● TASKS AND EXERCISES
**A.** Say whether each statement agrees with the account of dating a coworker, answering yes or no and quoting the deciding words: (i) the man worked second shift in critical care; (ii) the couple argued over how to fit all the pets into one house; (iii) the man owned three dogs and two cats.
**B.** Please carry on the account of dating a coworker from its last sentence.

● DOCUMENT TEXT
- - - - -
About four and half years ago I met this guy. He worked in second shift in critical care, and I would see him during the week when I would transfer critical anesthesia cases to ICU or when I came in on emergency anesthesia cases after hours or over the weekend. He was always just a little more interested in my patients and a little more helpful than the average critical care tech. I don’t remember when or what made me decide to cross the ‘dating people you work with line’ but I did. He did. We did. Whatever.
Twelve months later, we were still really happy together, saw more of each other than was probably good for either of our sleep cycles (not to mention our work schedules), but we were still having fun, eating sushi, listening to live jazz, watching ultimate fights and that December, talking about moving in together over the approaching summer. The night of that discussion we were sitting on his living room floor, trying to figure out just how we’d make his three dogs, two cats and my dog work all in one house, as that seemed to be the most problematic area of our relationship. We weren’t arguing about it, it was like trying to decide where to put the new sofa.
- - - - -
● DATA FOR ANALYSIS
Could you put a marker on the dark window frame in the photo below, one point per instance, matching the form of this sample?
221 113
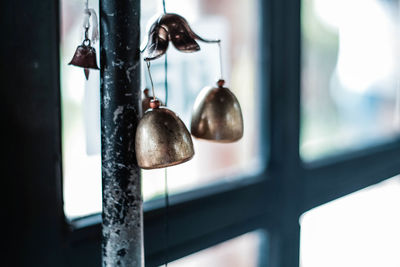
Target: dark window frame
273 200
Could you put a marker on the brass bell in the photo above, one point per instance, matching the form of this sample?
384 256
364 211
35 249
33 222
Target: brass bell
85 57
162 139
217 115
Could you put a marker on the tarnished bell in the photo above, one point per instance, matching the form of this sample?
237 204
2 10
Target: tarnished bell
217 115
85 57
162 139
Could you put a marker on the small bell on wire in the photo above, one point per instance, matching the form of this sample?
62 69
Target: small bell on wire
85 54
217 115
162 139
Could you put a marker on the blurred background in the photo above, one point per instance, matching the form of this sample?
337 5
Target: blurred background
350 100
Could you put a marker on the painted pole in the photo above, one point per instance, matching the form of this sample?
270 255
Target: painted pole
122 215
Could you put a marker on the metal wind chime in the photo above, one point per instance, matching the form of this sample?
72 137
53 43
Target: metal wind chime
162 139
85 54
- - - - -
● ANSWERS PER TASK
**A.** (i) Yes: "He worked in second shift in critical care". (ii) No: "We weren’t arguing about it". (iii) Yes: "his three dogs, two cats".

**B.**
The next month, on the first Monday of the New Year my brother died. All that week I ran around Northern Virginia trying to keep my family from killing each other, trying to locate friends of the family, and trying to not drive into or off of a bridge. I remember every night that week, just wanting to get to him, to his house, away from delivering more bad news to more people I loved.
The night before the service I finally made it to his house. It was everything I had hoped it would be all week long. Right up until we started discussing the service, and how he would get there. That was when he announced it would be “far too sad for me to go” and “Sorry, but I just can’t put myself out like that”.
I don’t remember responding verbally. I put my shoes on and left. He called a few times after that, but I never did speak to him again.
All that history, to say this.
Tonight, he called me.
A friend of a friend passed on my North Carolina contact information.
Apparently, someone in his life died, and he wanted advice.
So friends of blog-dom – you tell me, how do you think I handled this?
8 comments:
Be for him what he never was for you.
Maybe, after this time, he realizes what a mistake it was.
...Or you told him that you couldn't do it just now.
I hope you were the bigger person and showed him some pity.
...then yelled at the person who gave him your phone number!
Oh how I hate blogger and the reload button.
I had said that you prolly handled it gracefull, then shouted bad words ath the phone after he hung up.
OR, the other equally likely outcome would have been that you told him to suck it up and nbe a man, then hung up.
With it being YOu we're talking about, it's ever so hard to tell.
My tendency would be to tell him to f*ck off, since he had been such an assh*le when I needed him.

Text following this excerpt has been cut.